Prompt: Starting at the line that contains "Where can the transept" and going through the last of the rows below, output those lines as a Markdown table with two columns, Number and Text. Number the lines from 1 and leave out blank lines.
* * *
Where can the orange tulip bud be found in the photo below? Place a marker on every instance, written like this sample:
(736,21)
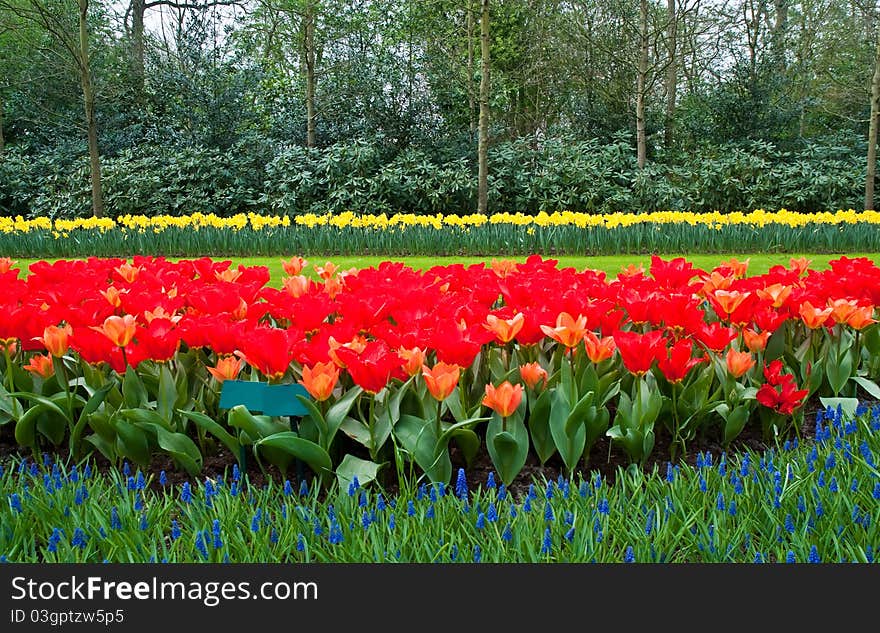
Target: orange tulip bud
(738,363)
(55,339)
(320,380)
(120,330)
(861,317)
(5,264)
(754,341)
(737,267)
(729,300)
(229,275)
(776,294)
(128,272)
(413,360)
(503,399)
(503,267)
(800,264)
(326,271)
(294,265)
(532,374)
(227,368)
(441,379)
(296,286)
(813,317)
(841,309)
(505,329)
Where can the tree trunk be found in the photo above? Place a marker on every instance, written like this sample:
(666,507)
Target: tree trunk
(483,145)
(138,9)
(671,75)
(89,104)
(2,138)
(472,125)
(309,50)
(872,129)
(641,85)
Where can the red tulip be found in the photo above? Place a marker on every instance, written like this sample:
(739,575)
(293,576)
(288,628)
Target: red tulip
(373,367)
(503,399)
(738,363)
(568,331)
(41,365)
(639,351)
(598,349)
(677,361)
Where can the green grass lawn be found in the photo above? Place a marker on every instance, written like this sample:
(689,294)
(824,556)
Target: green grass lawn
(612,264)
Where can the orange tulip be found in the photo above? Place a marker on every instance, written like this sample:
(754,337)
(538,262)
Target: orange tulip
(441,379)
(737,267)
(738,363)
(161,313)
(294,265)
(716,281)
(532,374)
(813,317)
(333,286)
(9,345)
(568,331)
(599,349)
(55,339)
(754,341)
(5,264)
(503,267)
(128,272)
(729,300)
(503,399)
(505,329)
(41,365)
(776,294)
(227,368)
(120,330)
(861,317)
(358,344)
(841,309)
(326,271)
(320,380)
(413,360)
(632,270)
(230,275)
(295,286)
(113,296)
(240,313)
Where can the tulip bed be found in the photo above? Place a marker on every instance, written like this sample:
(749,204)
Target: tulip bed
(127,359)
(475,234)
(816,501)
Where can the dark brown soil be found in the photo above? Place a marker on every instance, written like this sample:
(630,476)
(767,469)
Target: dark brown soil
(601,460)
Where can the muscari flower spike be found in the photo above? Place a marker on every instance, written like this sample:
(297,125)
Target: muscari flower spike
(461,490)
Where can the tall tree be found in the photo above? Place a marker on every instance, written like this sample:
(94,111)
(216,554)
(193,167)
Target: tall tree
(70,33)
(671,73)
(872,129)
(483,144)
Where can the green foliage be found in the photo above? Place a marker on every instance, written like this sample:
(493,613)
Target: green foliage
(809,503)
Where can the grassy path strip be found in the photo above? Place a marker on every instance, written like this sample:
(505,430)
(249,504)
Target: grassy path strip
(612,264)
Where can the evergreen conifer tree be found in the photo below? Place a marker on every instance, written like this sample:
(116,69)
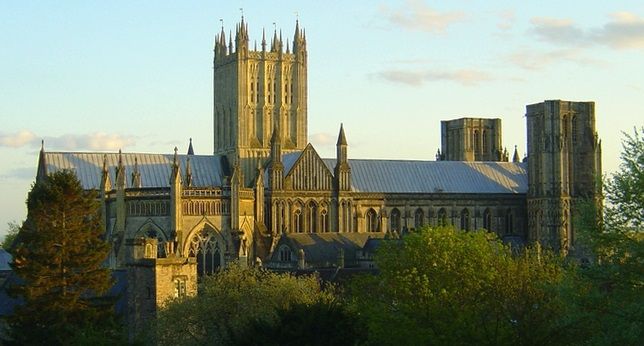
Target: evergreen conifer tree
(59,259)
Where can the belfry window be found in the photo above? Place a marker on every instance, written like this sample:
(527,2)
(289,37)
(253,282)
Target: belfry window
(372,221)
(442,217)
(395,220)
(487,219)
(419,218)
(465,219)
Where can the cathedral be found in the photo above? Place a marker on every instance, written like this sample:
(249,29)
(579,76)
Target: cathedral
(265,196)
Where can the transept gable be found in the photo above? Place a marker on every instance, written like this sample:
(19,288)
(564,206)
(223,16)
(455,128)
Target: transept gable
(309,173)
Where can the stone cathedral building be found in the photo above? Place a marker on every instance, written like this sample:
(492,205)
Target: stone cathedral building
(266,196)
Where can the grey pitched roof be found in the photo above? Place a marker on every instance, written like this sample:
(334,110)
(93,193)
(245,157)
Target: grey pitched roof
(323,248)
(155,169)
(412,176)
(407,176)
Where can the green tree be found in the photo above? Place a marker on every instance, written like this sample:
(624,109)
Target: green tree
(59,260)
(229,301)
(12,232)
(448,287)
(613,307)
(320,323)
* * *
Output below:
| Number | Text |
|---|---|
| 1 | Where can the transept gable be found in the photo above? Place a marker on every instance, written like this sample: |
| 2 | (19,288) |
| 3 | (564,206) |
| 4 | (223,16) |
| 5 | (455,128) |
| 6 | Target: transept gable |
| 7 | (309,173) |
| 8 | Where can the stone cathedral building be found in the photo above? Place a marker on every instance, written like this sample: |
| 9 | (492,205) |
| 10 | Target: stone cathedral building |
| 11 | (266,196) |
| 12 | Where can the grey pitched roof be found in the photo above? Place a marker on every instance, written like this sample: |
| 13 | (334,110) |
| 14 | (93,193) |
| 15 | (245,157) |
| 16 | Target: grey pitched roof |
| 17 | (323,248) |
| 18 | (155,169) |
| 19 | (412,176) |
| 20 | (407,176) |
| 21 | Where can the green tree be found in the photo above? Place a marker on every instance, written like this sample: |
| 22 | (624,109) |
| 23 | Target: green tree |
| 24 | (59,260) |
| 25 | (229,301) |
| 26 | (12,232) |
| 27 | (448,287) |
| 28 | (613,307) |
| 29 | (320,323) |